» **TEXT SEGMENT**
• • •
The Gospel Coalition

 

Volume 37 Issue 1
Apr 2012

Take Up Your Cross and Follow Me

D. A. Carson
D. A. Carson is research professor of New Testament at Trinity Evangelical Divinity School in Deerfield, Illinois.

Editor's Note: This is a lightly updated transcript of one of Carson's addresses at the 150th anniversary of Grace Baptist Mission in the UK. This one was broadcast over BBC Radio 4 on Sunday, October 30, 2011. It is a brief apologia for mission in a world that regularly despises mission.

For many people, the thought of missionary work sounds, at best, painfully old-fashioned. It conjures up mental images of black-and-white photographs, now curled and yellowed; of intense, well-meaning, men and women in dated dress, imposing their stern Victorian values on the free spirits of foreign shores. Worse, to many contemporaries missionary endeavour is not merely old-fashioned, but positively mischievous. For missionaries are necessarily intolerant people. They invade cultures not their own, and by pushing Jesus and the gospel, they announce that they think their religion and culture are superior to the local one-and that, surely, is the very essence of intolerance. As one recent critical missionary biographer puts it, missionary work is "inherently patronizing to the host culture. That's what a mission is-a bunch of strangers showing up somewhere uninvited to inform the locals they are wrong."1

So what are we doing in 2011 in Solihull, celebrating the 150th anniversary of Grace Baptist Mission? Instead of celebrating, wouldn't it be more admirable to hold a service of public contrition and tell the world we're sorry and will not send any more missionaries?

Christians, of course, cannot forget that during his lifetime Jesus himself trained people to go and herald the good news. Christians remember that Jesus was sent by his Father, he insisted, to seek and save those who are lost. So it is not too surprising that he in turn sends his followers. That's what our word "mission" means: it derives from the verb "to send." "As the Father has sent me," Jesus once said, "I am sending you" (John 20:21 NIV). Among his last recorded words are these: "All authority in heaven and on earth has been given to me. Therefore go and make disciples of all nations, baptizing them in the name of the Father and of the Son and of the Holy Spirit, and teaching them to obey everything I have commanded you. And surely I am with you always, to the very end of the age" (Matt 28:20 NIV). So Christians, understandably, will entertain a high view of those who actively seek to discharge Jesus' mission.

There are two common objections raised against this Christian view of missionary endeavor. It's worth reflecting on them before we contemplate the most convincing reason why missionary work is essential.

First, Jesus himself insists, "Do not judge, or you too will be judged" (Matt 7:1 NIV). Doesn't this mean that if we follow Jesus' teaching we should refuse to make moral and religious evaluations? Certainly that view is common on the street. "I don't mind Jesus," we hear; "it's Christians I can't stand. Christians run around self-righteously telling people how to live, condemning other religions, sending missionaries off to meddle in other cultures. Why don't they follow the instruction of the Jesus they claim to serve? After all, he said, 'Do not judge, or you too will be judged.'"
• • •
» **PROVIDED RECORDS**

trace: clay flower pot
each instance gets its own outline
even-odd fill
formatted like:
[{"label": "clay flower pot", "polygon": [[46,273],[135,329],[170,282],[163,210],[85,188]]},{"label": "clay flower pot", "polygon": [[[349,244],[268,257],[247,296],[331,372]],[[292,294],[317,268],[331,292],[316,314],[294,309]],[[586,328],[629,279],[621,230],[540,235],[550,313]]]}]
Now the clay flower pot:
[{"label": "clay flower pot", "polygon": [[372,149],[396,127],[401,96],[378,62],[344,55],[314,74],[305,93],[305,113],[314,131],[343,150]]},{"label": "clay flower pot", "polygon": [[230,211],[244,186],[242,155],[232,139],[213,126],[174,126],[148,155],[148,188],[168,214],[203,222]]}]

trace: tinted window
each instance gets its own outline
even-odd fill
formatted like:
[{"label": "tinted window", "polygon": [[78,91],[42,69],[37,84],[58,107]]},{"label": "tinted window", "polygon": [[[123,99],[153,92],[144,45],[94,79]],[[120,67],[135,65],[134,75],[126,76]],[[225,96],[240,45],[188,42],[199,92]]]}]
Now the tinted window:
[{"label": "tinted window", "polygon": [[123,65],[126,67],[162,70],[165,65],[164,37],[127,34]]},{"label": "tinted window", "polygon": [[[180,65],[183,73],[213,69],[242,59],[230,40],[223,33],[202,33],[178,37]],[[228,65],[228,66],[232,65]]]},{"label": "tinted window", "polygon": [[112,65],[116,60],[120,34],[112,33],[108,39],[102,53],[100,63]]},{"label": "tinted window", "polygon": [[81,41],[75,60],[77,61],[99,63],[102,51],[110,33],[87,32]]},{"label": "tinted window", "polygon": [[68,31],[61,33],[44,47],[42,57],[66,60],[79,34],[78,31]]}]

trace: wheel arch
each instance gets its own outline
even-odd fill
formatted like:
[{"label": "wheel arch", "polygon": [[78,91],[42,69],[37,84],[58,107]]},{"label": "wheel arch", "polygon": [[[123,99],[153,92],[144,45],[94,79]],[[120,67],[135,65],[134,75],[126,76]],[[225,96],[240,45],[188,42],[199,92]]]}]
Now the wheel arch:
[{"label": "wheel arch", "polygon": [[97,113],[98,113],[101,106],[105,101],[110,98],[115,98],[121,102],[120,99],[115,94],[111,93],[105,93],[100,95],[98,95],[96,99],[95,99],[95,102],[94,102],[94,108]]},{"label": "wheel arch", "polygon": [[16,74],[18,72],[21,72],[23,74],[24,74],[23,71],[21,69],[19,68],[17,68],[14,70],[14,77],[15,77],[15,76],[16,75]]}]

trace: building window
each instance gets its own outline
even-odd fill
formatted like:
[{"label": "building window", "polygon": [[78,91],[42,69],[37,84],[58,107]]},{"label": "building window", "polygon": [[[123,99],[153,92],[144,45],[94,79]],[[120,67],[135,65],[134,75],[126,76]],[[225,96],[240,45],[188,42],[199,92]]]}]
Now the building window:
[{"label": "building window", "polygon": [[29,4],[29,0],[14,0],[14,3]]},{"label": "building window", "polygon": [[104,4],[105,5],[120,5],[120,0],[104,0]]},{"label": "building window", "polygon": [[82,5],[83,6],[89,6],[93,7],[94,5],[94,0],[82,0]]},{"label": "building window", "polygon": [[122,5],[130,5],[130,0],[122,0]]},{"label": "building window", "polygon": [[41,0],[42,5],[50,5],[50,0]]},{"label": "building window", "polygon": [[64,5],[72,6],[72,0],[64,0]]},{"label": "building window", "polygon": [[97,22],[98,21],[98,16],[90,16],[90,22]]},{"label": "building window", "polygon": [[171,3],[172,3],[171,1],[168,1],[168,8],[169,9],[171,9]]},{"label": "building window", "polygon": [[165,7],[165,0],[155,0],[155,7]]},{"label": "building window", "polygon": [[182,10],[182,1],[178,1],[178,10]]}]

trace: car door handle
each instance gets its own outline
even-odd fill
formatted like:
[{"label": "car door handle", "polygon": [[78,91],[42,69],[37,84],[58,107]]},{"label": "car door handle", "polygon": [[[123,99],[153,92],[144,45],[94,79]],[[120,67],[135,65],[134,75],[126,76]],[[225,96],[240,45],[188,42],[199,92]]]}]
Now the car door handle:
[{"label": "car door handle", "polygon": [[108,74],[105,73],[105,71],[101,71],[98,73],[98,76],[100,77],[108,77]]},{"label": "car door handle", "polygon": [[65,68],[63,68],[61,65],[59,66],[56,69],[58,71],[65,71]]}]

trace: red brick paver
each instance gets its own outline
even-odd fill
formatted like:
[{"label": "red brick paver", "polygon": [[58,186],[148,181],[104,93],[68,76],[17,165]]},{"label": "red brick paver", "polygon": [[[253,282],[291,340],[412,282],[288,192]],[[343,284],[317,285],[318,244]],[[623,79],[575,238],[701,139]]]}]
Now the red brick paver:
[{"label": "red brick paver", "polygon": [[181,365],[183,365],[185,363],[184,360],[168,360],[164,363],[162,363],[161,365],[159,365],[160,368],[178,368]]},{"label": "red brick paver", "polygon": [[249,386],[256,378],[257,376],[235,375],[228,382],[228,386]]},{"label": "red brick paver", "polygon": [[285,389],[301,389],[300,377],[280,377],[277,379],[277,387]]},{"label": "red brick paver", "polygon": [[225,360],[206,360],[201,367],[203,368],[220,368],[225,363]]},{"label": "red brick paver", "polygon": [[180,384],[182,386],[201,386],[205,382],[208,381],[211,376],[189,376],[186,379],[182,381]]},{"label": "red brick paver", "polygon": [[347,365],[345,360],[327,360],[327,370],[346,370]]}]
• • •
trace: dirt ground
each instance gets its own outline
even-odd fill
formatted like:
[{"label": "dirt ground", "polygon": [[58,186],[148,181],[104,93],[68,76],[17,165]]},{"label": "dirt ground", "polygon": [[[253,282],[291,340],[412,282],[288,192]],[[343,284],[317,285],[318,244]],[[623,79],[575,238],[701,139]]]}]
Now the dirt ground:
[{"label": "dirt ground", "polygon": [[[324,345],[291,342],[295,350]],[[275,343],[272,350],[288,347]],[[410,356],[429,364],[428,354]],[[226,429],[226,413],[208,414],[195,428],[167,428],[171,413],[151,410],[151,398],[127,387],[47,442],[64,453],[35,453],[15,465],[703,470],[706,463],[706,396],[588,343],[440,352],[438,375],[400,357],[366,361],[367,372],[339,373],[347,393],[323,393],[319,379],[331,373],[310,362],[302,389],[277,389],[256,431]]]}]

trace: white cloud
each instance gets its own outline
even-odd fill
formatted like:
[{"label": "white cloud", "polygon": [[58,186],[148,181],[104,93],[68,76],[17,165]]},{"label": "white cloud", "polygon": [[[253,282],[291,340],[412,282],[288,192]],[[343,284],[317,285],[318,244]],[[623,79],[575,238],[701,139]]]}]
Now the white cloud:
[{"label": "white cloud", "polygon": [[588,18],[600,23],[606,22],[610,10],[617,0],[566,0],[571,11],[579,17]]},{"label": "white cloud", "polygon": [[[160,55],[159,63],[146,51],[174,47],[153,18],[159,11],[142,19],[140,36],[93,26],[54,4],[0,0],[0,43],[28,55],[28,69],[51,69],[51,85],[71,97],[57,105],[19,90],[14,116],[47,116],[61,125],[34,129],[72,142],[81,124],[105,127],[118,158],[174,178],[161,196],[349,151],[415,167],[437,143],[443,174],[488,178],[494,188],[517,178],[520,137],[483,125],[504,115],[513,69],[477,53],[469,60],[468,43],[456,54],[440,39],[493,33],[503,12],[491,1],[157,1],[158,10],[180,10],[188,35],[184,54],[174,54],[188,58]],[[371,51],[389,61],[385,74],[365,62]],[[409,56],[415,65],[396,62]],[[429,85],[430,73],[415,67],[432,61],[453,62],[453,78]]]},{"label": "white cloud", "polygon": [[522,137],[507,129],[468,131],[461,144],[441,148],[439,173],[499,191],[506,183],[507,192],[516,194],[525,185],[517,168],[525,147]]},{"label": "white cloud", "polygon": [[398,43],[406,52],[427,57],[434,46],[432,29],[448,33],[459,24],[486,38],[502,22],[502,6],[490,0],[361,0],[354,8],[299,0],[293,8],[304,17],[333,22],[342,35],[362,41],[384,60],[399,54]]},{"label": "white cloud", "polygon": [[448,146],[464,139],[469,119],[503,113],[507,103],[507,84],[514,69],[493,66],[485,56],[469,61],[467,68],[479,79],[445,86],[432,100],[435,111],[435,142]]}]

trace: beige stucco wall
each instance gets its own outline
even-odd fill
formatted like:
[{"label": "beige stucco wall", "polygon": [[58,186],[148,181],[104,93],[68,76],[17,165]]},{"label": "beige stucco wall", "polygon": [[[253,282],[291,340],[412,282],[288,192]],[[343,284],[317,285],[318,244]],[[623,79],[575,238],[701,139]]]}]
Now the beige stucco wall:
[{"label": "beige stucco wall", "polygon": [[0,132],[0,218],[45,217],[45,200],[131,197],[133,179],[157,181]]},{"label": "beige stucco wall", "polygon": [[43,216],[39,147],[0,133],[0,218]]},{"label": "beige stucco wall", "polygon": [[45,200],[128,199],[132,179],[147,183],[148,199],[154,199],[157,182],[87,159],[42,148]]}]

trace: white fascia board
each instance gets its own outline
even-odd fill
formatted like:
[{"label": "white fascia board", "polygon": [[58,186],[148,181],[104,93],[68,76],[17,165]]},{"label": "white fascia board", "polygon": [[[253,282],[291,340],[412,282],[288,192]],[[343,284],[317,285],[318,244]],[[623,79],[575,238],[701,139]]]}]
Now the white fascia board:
• • •
» **WHAT YOU NEED TO DO**
Say whether each statement agrees with the text on missionary work, answering yes or no and quoting the deciding words of the text exactly: (a) The address was broadcast over BBC Radio 4 on a Sunday in October 2011. (b) Trinity Evangelical Divinity School is located in Chicago. (c) The text names three common objections raised against the Christian view of missionary endeavor.

» **OUTPUT OF THE TASK**
(a) Yes: "This one was broadcast over BBC Radio 4 on Sunday, October 30, 2011."
(b) No: "Trinity Evangelical Divinity School in Deerfield, Illinois."
(c) No: "There are two common objections raised against this Christian view of missionary endeavor."